Reproduce the data below in full. Nothing should differ from the original.

Stored data entries
-------

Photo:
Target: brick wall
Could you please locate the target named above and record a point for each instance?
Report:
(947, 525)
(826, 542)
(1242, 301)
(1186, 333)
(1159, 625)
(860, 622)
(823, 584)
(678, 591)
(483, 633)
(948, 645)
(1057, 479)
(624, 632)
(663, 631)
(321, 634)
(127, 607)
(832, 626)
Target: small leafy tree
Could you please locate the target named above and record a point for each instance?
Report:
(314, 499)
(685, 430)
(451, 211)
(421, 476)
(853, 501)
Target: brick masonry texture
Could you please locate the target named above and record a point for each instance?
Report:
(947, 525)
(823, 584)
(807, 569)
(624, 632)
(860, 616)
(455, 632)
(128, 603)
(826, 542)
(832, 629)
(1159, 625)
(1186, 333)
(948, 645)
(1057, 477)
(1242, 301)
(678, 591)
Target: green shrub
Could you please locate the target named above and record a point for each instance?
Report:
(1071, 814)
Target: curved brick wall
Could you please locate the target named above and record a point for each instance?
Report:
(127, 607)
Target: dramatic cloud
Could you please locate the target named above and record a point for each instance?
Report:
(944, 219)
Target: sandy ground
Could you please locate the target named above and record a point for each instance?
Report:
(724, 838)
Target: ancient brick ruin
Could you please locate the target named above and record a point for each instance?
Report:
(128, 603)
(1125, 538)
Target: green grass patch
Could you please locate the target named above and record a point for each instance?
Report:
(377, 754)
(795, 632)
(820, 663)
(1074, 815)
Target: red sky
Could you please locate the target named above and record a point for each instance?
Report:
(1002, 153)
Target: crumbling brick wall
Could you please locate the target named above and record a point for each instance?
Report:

-------

SOLUTION.
Photo:
Target: brick wall
Could you please locate the target named above and record a point for each instance?
Report:
(947, 525)
(826, 542)
(1242, 301)
(1186, 333)
(1159, 625)
(860, 622)
(823, 584)
(678, 591)
(483, 633)
(948, 645)
(1057, 479)
(624, 632)
(663, 631)
(321, 634)
(127, 607)
(832, 626)
Target: small leafy tree
Could you please locate the target named above and record a point for each instance?
Report:
(314, 499)
(685, 430)
(451, 211)
(421, 476)
(853, 501)
Target: brick masonry texture
Could you please locate the target named above and record a point for each instance?
Report:
(947, 525)
(823, 584)
(807, 569)
(624, 632)
(860, 616)
(455, 632)
(128, 603)
(826, 542)
(832, 629)
(1159, 625)
(1186, 333)
(948, 645)
(1057, 477)
(1242, 301)
(678, 591)
Target: green shrub
Could you please locate the target named above and record a point for each instance?
Report:
(1071, 814)
Target: curved brick wall
Could you please locate the target named above and record a point for each instance?
Report:
(127, 607)
Target: dramatic cloud
Could you please locate the target named above and record a point for each instance?
Report:
(944, 219)
Target: sandy ground
Could you please locate the target named above and record a point for each instance?
Report:
(724, 838)
Target: ancient brick ruin
Could you please locate the target named above and record a point for each instance?
Report:
(128, 603)
(1125, 538)
Target: green grass patch
Could you please locate the target named above and record a point for each instance?
Report:
(377, 754)
(795, 632)
(820, 663)
(1074, 815)
Target: red sky
Could you please locate the target named above and record a point for each instance?
Report:
(1002, 153)
Target: crumbling brick wall
Could you please locate the target named above and record a point for each instance?
Report:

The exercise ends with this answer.